Stored data entries

-*-

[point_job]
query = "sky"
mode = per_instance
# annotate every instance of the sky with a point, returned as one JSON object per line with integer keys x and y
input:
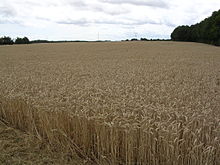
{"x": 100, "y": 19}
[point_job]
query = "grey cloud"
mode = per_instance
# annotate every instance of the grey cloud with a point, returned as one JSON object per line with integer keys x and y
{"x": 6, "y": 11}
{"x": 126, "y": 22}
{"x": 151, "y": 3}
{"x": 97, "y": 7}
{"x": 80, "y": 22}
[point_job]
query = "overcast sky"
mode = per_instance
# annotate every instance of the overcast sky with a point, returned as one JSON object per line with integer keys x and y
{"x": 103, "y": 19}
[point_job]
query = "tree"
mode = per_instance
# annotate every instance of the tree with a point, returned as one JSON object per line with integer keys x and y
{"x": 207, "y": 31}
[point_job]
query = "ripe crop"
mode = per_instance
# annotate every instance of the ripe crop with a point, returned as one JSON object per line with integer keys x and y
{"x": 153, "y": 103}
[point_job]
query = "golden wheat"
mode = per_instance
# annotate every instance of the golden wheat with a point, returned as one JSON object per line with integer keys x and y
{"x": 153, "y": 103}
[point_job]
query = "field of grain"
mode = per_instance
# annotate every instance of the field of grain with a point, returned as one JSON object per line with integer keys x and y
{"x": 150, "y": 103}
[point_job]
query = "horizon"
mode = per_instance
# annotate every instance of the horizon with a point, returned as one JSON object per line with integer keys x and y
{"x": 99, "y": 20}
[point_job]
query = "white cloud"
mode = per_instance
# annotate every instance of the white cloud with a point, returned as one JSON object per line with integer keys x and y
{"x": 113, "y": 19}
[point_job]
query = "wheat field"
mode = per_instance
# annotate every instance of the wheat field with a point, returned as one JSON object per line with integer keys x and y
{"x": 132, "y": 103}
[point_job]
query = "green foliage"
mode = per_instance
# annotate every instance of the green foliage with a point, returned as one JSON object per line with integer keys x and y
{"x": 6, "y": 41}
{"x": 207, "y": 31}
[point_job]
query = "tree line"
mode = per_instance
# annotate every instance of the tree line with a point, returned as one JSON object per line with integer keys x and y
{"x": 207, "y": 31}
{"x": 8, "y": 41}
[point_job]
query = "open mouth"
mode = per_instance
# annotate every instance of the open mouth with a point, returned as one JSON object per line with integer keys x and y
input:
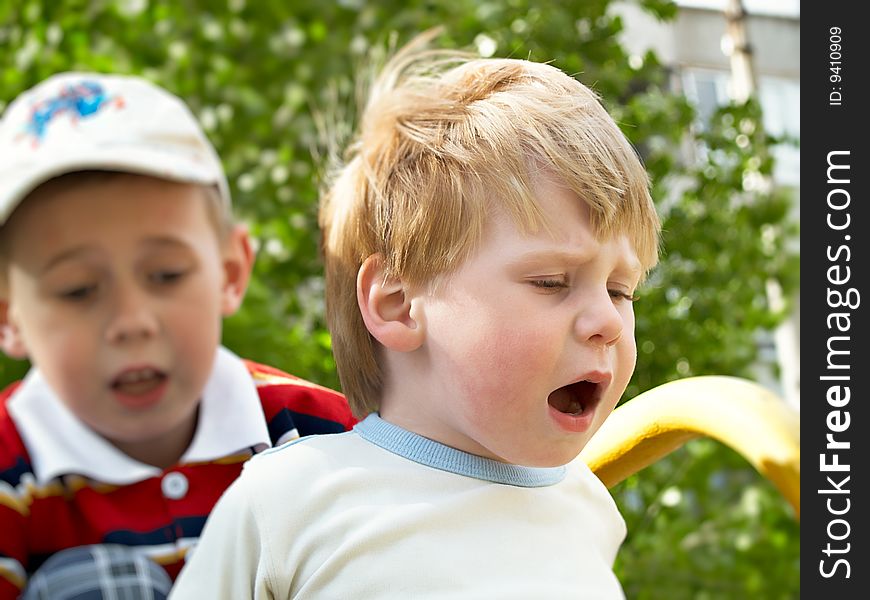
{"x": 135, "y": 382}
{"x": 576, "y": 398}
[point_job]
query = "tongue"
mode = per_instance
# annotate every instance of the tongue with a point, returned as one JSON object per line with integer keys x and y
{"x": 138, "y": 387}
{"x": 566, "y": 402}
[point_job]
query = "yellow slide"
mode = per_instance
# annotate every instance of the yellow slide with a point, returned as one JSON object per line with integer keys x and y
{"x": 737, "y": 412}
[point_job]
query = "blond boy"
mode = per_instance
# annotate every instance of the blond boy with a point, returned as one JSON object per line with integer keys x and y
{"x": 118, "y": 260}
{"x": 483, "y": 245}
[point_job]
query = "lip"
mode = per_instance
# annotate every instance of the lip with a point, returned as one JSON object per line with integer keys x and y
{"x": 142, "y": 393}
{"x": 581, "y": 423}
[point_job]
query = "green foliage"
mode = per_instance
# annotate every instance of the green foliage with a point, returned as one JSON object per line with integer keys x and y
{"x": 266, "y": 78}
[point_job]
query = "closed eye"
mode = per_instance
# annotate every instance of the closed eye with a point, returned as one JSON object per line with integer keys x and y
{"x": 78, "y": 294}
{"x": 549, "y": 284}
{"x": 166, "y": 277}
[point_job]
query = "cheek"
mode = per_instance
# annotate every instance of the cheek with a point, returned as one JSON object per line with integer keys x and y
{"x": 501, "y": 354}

-*-

◆ **Instruction**
Transcribe all the data word for word; the images stay out.

◆ **Full solution**
[point_job]
query = "sky"
mode = per_instance
# annotate every instance of the sky with a point, returned as one JSON object per line with integer keys x and y
input:
{"x": 100, "y": 19}
[point_job]
query = "grey cloud"
mode = per_instance
# annotate every instance of the grey cloud with a point, returned as one JSON object per line with integer keys x and y
{"x": 6, "y": 11}
{"x": 126, "y": 22}
{"x": 151, "y": 3}
{"x": 97, "y": 7}
{"x": 80, "y": 22}
[point_job]
query = "overcast sky"
mode = per_instance
# annotate every instance of the overcast sky with a point, returned as one JSON object per line with integer keys x and y
{"x": 103, "y": 19}
[point_job]
query = "tree"
mode = per_instance
# annotate every instance of the tree with a point, returned as one JSON object per line with integer keys x and y
{"x": 207, "y": 31}
[point_job]
query = "ripe crop"
mode = per_instance
# annotate every instance of the ripe crop with a point, returned as one JSON object per line with integer keys x and y
{"x": 153, "y": 103}
[point_job]
query = "golden wheat"
mode = per_instance
# annotate every instance of the golden wheat with a point, returned as one JSON object per line with integer keys x and y
{"x": 153, "y": 103}
[point_job]
query = "field of grain"
mode = per_instance
# annotate every instance of the field of grain with a point, returned as one JSON object per line with integer keys x and y
{"x": 150, "y": 103}
[point_job]
query = "horizon"
mode = per_instance
# annotate every instance of the horizon with a point, returned as one JSON object per line with integer keys x and y
{"x": 99, "y": 20}
[point_job]
query = "white cloud"
mode = per_instance
# annotate every instance of the white cloud with a point, returned as one JSON object per line with integer keys x and y
{"x": 113, "y": 19}
[point_job]
query = "wheat field"
mode = per_instance
# annotate every instance of the wheat field with a point, returned as one JSON object per line with integer keys x and y
{"x": 132, "y": 103}
[point_job]
query = "green foliage"
mode = per_instance
# annotate every instance of the green foliage with a point, returned as one JSON object per line with integer keys x and y
{"x": 6, "y": 41}
{"x": 207, "y": 31}
[point_job]
query = "tree line"
mode = per_instance
# annotate every instance of the tree line with a point, returned as one JSON object per line with integer keys x and y
{"x": 207, "y": 31}
{"x": 8, "y": 41}
[point_job]
query = "open mouth"
mode = per_instance
# annotate every instance of the open mouth with a point, returned as one JSON object per line with integer keys x and y
input:
{"x": 135, "y": 382}
{"x": 576, "y": 398}
[point_job]
query = "tongue"
mode = per_instance
# annotate every instance of the tongue with a point, returned as one JSON object per line with integer keys x and y
{"x": 138, "y": 387}
{"x": 566, "y": 402}
[point_job]
query = "yellow slide"
mode = per_instance
# annotate every instance of the yellow slide with a point, returned as one JSON object per line with integer keys x and y
{"x": 737, "y": 412}
[point_job]
query = "blond boy"
mode = per_instance
# annotate every instance of the blond boy with a point, returned as one JSON object per line with integer keys x and y
{"x": 118, "y": 260}
{"x": 483, "y": 245}
[point_job]
query = "lip"
mode = per_instance
# annotate every instance of the lip with a point, returned as one JSON object per line with integer keys x and y
{"x": 142, "y": 393}
{"x": 581, "y": 423}
[point_job]
query = "green foliage"
mode = per_instance
# annotate every instance of the green foliage with a point, returned as one JSON object per line with integer keys x and y
{"x": 266, "y": 78}
[point_job]
query = "closed eye"
mode = per_instance
# annotate every instance of the closed eye with a point, returned as one JSON object per line with integer keys x and y
{"x": 78, "y": 294}
{"x": 549, "y": 284}
{"x": 166, "y": 277}
[point_job]
query = "cheek"
mode = per_instance
# annotate every instance of the cheek with a point, returned as one JSON object per line with integer keys x and y
{"x": 501, "y": 354}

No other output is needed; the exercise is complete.